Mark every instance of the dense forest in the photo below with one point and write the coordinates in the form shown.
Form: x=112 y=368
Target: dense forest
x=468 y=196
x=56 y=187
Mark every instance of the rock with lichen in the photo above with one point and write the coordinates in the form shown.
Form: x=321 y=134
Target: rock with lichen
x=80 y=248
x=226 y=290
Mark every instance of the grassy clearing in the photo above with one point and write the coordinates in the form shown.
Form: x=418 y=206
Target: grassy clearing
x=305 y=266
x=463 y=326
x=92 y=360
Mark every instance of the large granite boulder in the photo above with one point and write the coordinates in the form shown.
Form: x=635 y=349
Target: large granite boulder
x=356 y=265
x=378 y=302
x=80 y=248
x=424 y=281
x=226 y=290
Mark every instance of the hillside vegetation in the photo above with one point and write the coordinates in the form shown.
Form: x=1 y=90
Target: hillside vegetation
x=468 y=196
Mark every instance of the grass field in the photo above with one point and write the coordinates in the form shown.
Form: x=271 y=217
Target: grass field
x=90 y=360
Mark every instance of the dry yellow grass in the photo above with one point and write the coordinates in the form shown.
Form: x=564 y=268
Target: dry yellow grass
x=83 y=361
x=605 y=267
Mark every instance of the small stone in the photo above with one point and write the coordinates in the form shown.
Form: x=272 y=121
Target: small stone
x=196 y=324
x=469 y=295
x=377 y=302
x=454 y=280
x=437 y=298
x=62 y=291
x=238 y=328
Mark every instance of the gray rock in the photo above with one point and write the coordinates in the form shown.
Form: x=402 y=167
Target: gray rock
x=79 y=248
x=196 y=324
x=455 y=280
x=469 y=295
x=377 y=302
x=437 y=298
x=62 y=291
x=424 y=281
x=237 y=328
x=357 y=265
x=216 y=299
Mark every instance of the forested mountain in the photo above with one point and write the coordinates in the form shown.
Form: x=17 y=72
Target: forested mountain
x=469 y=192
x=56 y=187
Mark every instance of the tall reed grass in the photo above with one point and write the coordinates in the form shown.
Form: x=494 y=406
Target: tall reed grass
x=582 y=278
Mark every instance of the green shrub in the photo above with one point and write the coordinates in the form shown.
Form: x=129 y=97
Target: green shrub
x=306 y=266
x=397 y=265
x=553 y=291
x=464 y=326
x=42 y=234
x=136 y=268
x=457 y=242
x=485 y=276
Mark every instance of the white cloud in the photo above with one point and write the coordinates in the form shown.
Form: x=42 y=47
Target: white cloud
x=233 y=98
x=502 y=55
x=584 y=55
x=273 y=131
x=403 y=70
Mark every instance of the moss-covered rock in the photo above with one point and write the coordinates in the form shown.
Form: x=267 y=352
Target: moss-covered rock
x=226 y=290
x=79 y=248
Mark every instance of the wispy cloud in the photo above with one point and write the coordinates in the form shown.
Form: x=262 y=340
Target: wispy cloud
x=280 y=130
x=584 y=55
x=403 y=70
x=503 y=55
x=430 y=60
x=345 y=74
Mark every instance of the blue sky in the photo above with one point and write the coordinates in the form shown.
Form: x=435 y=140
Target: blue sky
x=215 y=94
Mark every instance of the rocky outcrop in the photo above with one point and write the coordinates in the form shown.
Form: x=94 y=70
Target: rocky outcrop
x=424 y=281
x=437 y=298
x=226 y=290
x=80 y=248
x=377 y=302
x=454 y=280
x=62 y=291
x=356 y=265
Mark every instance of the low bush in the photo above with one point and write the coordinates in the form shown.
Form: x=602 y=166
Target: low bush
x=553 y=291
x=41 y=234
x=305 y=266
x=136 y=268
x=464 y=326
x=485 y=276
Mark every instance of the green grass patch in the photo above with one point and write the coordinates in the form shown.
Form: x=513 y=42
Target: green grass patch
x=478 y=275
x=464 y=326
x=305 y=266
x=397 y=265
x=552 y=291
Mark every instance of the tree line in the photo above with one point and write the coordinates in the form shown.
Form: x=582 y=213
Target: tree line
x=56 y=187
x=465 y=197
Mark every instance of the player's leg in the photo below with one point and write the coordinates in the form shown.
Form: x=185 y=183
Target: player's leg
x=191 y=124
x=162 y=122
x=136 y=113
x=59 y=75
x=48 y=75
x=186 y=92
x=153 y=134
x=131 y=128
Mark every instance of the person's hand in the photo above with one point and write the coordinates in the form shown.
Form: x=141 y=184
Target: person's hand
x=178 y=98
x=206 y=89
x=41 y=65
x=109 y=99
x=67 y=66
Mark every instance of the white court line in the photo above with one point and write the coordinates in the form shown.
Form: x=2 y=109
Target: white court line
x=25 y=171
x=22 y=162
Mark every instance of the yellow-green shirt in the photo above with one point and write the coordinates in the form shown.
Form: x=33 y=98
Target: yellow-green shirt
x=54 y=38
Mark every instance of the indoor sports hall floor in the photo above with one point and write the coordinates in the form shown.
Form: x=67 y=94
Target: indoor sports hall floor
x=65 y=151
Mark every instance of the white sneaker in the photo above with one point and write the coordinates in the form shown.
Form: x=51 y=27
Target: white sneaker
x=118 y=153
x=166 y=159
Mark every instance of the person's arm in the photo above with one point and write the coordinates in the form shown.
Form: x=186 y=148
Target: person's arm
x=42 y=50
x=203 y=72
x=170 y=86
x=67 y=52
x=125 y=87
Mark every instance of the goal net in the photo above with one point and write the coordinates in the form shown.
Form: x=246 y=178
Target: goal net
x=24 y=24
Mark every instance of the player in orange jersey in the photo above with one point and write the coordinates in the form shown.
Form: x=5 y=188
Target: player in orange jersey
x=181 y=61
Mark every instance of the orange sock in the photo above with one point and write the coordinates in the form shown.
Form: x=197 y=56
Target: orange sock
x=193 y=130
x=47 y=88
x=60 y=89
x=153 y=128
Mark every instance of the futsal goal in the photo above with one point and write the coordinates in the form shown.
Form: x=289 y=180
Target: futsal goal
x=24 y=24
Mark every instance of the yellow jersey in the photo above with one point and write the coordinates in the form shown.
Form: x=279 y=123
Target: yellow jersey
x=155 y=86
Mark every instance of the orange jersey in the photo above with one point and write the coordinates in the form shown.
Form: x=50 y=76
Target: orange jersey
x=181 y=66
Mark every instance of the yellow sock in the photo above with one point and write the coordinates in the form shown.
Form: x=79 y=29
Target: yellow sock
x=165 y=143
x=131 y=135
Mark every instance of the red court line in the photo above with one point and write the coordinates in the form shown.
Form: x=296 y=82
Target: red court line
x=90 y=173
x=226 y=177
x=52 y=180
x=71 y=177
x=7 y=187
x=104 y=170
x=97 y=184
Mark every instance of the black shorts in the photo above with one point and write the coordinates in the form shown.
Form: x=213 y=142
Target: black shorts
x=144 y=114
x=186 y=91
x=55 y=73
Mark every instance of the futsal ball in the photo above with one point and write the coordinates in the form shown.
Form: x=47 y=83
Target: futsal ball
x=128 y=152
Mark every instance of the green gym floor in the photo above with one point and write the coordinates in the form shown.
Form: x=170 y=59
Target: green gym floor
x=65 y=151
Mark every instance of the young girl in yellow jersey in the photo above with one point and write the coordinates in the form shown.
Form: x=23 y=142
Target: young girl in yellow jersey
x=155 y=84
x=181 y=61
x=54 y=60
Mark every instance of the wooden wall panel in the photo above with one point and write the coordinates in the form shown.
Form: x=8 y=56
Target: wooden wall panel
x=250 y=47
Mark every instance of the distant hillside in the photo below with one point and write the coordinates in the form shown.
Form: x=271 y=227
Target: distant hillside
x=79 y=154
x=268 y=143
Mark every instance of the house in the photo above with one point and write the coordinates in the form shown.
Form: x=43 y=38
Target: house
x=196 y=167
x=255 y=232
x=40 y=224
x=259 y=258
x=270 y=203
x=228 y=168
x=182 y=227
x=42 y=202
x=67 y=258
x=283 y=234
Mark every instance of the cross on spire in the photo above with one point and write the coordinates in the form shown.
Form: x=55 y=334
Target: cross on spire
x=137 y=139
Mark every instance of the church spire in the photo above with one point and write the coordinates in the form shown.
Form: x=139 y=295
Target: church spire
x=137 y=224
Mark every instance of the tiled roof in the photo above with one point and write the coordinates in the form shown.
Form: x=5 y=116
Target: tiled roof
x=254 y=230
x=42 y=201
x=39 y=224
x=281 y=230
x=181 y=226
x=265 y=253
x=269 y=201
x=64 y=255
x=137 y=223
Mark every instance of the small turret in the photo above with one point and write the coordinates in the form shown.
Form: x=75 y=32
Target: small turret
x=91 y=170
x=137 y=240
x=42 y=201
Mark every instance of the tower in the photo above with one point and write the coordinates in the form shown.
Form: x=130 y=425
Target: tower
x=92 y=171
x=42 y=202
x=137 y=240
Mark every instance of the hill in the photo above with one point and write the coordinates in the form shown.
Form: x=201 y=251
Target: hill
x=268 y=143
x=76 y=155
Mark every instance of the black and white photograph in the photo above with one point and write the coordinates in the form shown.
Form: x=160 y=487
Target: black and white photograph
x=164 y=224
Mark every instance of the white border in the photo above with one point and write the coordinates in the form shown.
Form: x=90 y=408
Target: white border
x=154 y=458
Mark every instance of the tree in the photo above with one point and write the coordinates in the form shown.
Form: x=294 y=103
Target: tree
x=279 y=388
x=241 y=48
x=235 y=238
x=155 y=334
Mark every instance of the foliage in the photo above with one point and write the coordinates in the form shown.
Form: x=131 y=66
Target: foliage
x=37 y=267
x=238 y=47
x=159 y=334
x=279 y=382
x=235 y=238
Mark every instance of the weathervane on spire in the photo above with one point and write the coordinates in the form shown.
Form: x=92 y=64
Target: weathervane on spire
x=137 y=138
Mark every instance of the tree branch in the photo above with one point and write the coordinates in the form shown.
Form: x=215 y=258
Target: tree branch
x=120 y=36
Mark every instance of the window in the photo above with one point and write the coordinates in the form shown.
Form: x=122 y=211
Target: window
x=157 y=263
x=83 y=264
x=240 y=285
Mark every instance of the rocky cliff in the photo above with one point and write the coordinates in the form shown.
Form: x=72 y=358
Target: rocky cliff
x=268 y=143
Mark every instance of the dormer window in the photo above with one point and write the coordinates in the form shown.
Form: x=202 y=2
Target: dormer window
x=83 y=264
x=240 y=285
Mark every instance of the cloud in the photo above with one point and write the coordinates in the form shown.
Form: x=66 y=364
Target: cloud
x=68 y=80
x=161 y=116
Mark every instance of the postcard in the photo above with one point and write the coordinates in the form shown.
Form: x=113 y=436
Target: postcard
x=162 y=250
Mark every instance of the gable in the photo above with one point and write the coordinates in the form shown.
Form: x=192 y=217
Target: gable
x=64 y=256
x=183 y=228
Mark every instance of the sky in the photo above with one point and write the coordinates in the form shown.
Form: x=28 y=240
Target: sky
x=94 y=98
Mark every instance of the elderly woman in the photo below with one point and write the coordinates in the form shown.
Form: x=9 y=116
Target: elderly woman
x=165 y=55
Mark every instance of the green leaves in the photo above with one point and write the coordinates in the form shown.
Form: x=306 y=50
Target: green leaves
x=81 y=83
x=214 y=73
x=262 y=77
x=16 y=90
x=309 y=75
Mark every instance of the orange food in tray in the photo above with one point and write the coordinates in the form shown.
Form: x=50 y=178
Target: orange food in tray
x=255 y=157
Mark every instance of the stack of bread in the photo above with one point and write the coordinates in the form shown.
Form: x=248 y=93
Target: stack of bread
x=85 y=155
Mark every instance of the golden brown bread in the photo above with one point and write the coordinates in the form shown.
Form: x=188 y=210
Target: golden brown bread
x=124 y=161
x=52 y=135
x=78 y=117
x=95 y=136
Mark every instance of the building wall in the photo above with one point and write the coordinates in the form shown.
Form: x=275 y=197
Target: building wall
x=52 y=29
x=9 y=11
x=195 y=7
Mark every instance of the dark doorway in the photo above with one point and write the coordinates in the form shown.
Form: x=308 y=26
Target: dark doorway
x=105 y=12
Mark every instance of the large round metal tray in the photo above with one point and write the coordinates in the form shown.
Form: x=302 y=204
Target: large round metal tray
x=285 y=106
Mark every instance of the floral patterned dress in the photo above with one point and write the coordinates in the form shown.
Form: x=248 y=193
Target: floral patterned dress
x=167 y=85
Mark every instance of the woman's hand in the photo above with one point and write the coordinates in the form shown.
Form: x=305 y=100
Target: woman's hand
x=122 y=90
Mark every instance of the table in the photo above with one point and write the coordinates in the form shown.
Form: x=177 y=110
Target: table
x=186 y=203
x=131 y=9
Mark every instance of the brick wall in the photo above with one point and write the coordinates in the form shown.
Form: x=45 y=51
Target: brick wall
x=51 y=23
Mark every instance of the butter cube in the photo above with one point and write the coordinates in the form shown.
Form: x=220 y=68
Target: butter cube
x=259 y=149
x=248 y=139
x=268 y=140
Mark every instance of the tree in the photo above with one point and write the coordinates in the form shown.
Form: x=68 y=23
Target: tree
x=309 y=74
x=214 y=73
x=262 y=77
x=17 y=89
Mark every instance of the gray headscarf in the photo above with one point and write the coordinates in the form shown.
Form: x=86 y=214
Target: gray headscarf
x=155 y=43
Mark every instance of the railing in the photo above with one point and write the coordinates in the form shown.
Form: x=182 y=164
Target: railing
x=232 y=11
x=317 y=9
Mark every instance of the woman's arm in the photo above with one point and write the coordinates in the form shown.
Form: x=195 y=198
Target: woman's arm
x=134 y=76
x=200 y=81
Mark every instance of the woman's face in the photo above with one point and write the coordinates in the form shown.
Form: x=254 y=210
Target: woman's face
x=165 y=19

■ Short exercise: Express the part of the data that opens with the line containing "Mark every instance of the dark" and closes with the line containing "x=285 y=106" as a JSON list of strings, one string per line, leaving out any blank lines.

■ Answer to this problem:
[
  "Mark every instance of the dark doorway in the photo above with one point and write the coordinates in the form shown.",
  "Form: x=308 y=26",
  "Target: dark doorway",
  "x=105 y=12",
  "Mark every instance of the large round metal tray in the photo above with one point and write the coordinates in the form shown.",
  "Form: x=302 y=204",
  "Target: large round metal tray",
  "x=285 y=106"
]